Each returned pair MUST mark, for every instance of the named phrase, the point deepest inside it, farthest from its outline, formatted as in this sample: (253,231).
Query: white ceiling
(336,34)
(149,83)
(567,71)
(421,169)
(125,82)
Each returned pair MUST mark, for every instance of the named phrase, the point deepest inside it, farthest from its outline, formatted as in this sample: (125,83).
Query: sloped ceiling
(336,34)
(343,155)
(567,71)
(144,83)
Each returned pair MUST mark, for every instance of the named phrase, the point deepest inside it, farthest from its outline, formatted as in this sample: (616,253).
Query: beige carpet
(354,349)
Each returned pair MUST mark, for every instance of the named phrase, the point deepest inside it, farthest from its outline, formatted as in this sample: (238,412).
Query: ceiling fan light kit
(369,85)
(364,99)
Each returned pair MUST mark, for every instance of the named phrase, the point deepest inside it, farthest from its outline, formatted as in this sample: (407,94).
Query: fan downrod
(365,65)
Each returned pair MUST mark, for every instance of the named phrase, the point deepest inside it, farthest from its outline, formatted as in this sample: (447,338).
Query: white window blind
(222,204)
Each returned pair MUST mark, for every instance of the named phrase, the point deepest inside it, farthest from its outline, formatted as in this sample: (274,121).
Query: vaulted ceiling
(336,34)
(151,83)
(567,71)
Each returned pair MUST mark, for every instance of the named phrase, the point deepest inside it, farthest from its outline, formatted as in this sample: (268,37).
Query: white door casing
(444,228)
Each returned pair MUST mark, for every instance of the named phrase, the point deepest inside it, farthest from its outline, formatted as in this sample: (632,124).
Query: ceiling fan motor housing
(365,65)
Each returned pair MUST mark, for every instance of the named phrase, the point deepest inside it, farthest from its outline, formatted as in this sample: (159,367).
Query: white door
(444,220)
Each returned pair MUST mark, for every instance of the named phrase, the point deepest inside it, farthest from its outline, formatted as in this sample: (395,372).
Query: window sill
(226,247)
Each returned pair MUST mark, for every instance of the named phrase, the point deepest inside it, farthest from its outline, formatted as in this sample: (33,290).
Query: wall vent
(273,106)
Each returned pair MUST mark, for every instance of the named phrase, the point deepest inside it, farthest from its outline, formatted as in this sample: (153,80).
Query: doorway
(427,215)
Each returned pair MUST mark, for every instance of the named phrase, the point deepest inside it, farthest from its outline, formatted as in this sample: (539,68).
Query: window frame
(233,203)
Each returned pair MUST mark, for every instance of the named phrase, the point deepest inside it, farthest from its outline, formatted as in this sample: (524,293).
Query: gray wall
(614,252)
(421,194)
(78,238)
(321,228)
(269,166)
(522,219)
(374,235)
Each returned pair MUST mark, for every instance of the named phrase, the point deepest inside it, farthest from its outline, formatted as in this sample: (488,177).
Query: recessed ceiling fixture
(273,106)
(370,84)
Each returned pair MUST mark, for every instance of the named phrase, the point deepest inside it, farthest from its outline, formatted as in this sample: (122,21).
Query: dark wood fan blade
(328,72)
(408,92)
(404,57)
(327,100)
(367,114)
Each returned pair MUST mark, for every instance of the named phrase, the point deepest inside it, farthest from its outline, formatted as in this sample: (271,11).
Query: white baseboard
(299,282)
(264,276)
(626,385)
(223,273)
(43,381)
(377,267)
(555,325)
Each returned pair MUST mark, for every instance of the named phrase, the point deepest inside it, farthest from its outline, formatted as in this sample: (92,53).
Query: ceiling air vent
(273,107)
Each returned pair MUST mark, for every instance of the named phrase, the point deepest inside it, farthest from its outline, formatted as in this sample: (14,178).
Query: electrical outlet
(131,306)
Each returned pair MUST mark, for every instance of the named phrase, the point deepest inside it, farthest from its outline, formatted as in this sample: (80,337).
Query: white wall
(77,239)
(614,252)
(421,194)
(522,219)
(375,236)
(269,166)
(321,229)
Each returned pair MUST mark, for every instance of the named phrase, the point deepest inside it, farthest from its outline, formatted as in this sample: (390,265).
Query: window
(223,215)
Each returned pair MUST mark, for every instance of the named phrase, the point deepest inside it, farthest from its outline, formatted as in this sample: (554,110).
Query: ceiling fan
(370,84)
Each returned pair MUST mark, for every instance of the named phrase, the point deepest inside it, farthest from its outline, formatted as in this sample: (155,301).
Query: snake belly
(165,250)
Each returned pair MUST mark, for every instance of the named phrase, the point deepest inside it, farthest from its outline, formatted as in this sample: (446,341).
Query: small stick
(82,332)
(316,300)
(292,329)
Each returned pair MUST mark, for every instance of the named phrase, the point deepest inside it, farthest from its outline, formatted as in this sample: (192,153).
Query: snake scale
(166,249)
=====
PROBLEM DESCRIPTION:
Rewrite all of the records above as a two-column CSV with the header row query_text,points, one row per record, where query_text holds the record's text and points holds its answer. Enclose each field in double quotes and replace line breaks with spaces.

SOLUTION TO THE EXERCISE:
query_text,points
"Each returned pair MUST mark, for every instance of the named phrase, the point deepest inside it, farthest from its outline, formatted as in this sample: (253,231). Query: white ceiling","(336,34) (149,83) (567,71) (421,169) (125,82)"
"Each returned pair MUST mark, for every instance of the named phrase, the point deepest inside it, farthest from its outline, formatted as in this sample: (125,83). Query: sloped ceiling","(336,34) (343,155) (567,71) (144,83)"
"Each returned pair MUST mark, for every instance of the named phrase, the point deepest inside it, farthest from its outline, formatted as in this sample: (616,253). Query: beige carpet","(354,349)"
"Each returned pair MUST mark, for every instance of the named phrase, the point deepest inside it, farthest from its outline, formatted as in this sample: (238,412). Query: ceiling fan light kit","(369,85) (364,99)"
"Each returned pair MUST mark, for every instance of the named phrase, the point deepest inside it, farthest from its outline, formatted as in this sample: (407,94). Query: fan downrod","(365,65)"
"Each returned pair MUST mark, for every instance of the named phrase, the point deepest inside it, farthest from its outline, formatted as in this sample: (447,338). Query: white window blind","(222,204)"
"Each returned pair MUST mark, for every instance of the named phrase, the point deepest inside it, farthest from its outline, formatted as in this sample: (274,121). Query: vaulted ceiling","(336,34) (151,83) (567,71)"
"Each returned pair MUST mark, for every instance of the named phrase, the point deepest inside it, farthest from its outline, formatted as in this sample: (268,37). Query: white door casing","(444,228)"
"Each returned pair MUST mark, for every instance of the named phrase, the point deepest inside it, farthest from its outline, formatted as in this sample: (632,124). Query: ceiling fan motor housing","(365,65)"
"Each returned pair MUST mark, for every instance of the named phrase, the point deepest inside it, farthest from its outline, formatted as in this sample: (159,367). Query: white door","(444,220)"
"Each returned pair MUST mark, for every instance of the named phrase, the point deepest inside it, farthest from its outline, formatted as in this sample: (395,372). Query: window sill","(226,247)"
"Each returned pair MUST mark, for every instance of the named phrase, the point deepest inside it, farthest from its outline, formatted as in this sample: (33,290). Query: wall vent","(273,106)"
"Each returned pair MUST mark, for every instance of the named phrase, the point deepest inside it, farthest from its outline, formatted as in this sample: (153,80). Query: doorway","(427,215)"
"Each returned pair MUST mark, for every instance of the named phrase, the point deepest inside it, farthest from its outline, formatted as in this sample: (539,68). Query: window frame","(233,203)"
"Each returned pair MUST mark, for every instance of the named phrase, the point deepest inside it, farthest from its outline, formatted as in this sample: (524,293). Query: gray wall","(614,252) (421,194) (78,238) (321,228) (269,166) (522,219) (374,235)"
"Each returned pair MUST mark, for every instance of the named phrase, the point deepest inside it, farthest from its outline, formatted as in this sample: (488,177). Query: recessed ceiling fixture","(273,106) (370,84)"
"Each returned pair MUST mark, for every instance of the named phrase, the point deepest inside it, farthest from its outline, formatted as in this sample: (122,21). Query: dark wood fan blade","(328,72) (408,92) (404,57) (327,100) (367,114)"
"Each returned pair MUST mark, for every instance of the named phrase, the point deepest inside it, farthest from its outline, formatted as in this sample: (271,11). Query: white baseboard","(299,282) (264,276) (626,385) (223,273) (43,381) (377,267) (555,325)"
"Each returned pair MUST mark, for every instance of the named phrase, the point deepest inside it, farthest from its outline, formatted as in this sample: (92,53). Query: ceiling air vent","(273,107)"
"Each returned pair MUST mark, for every instance of the named phrase, the point deepest inside it, farthest from its outline, formatted as in this sample: (14,178). Query: electrical outlet","(131,306)"
"Each returned pair MUST mark, for every instance of the named phrase, the point deepest inside it, farthest from its outline, formatted as in this sample: (80,337). Query: white wall","(77,239) (614,252) (421,194) (522,219) (375,236) (269,166) (321,229)"
"Each returned pair MUST mark, for every instance of the named phrase, the point deepest inside it, farthest from its outline, formatted as in this sample: (390,265). Query: window","(223,215)"
"Each returned pair MUST mark, for every instance of the named phrase, the point deepest inside it, farthest from its outline, formatted as in this sample: (554,110). Query: ceiling fan","(370,84)"
"Each returned pair MUST mark, for every instance of the named phrase, the point deepest inside it, farthest from its outline, formatted as in this sample: (155,301). Query: snake belly","(165,250)"
"Each returned pair MUST mark, for every instance of the named phrase, the point deepest inside it, farthest from its outline, formatted as in this sample: (446,341). Query: small stick","(82,332) (316,300) (292,329)"
"Each returned pair MUST mark, for every instance of the named phrase, the point deepest inside it, farthest from its outline, formatted as in this sample: (192,153). Query: snake scale","(166,249)"